_DIRECTIVE_. Copy every line of the records below word for word, but leave out the pictures.

>> START DATA PROVIDED

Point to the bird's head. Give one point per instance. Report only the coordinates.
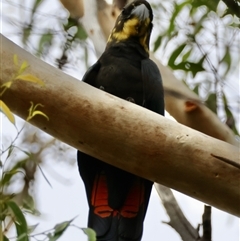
(134, 23)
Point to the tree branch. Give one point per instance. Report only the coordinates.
(207, 226)
(177, 219)
(124, 134)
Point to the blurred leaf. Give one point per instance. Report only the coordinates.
(4, 108)
(7, 176)
(23, 67)
(230, 118)
(70, 23)
(59, 229)
(30, 78)
(36, 5)
(197, 67)
(227, 59)
(199, 25)
(90, 233)
(5, 238)
(157, 43)
(26, 33)
(175, 54)
(44, 176)
(7, 84)
(212, 5)
(45, 40)
(15, 59)
(29, 205)
(211, 102)
(19, 221)
(33, 112)
(81, 33)
(186, 55)
(177, 10)
(196, 89)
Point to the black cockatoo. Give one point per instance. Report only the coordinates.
(117, 199)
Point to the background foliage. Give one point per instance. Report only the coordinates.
(199, 40)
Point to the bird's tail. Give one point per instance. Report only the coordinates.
(125, 223)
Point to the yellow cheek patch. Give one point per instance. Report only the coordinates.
(129, 29)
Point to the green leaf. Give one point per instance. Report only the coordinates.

>> END DATA PROVIDED

_WRITTEN ANSWER_.
Point to the bird's head. Give one point per instance. Report only the coordinates.
(134, 23)
Point to the tree branch. Give one point per instance. Report only the coordinates.
(207, 226)
(177, 219)
(124, 134)
Point to the blurred leaf. Give one point per instance. Report only the coordinates.
(4, 108)
(7, 176)
(23, 67)
(230, 118)
(70, 23)
(59, 229)
(30, 78)
(36, 5)
(197, 67)
(227, 59)
(199, 25)
(90, 233)
(5, 238)
(157, 43)
(26, 33)
(175, 54)
(44, 176)
(7, 84)
(212, 5)
(45, 40)
(15, 59)
(29, 205)
(211, 102)
(19, 221)
(33, 112)
(81, 33)
(186, 55)
(177, 10)
(196, 89)
Point to the black cockatoo. Give one point per instance. Report only the coordinates.
(117, 199)
Point to the background foliage. Give one point per instance. Report only the coordinates.
(199, 40)
Point to the bird's tail. Give one point per instance. Report only the coordinates.
(125, 223)
Point to the yellow cheek patch. Give one point per instance. Report only the coordinates.
(129, 29)
Point to the green leaf. Give one point per instance. Report only the coordinates.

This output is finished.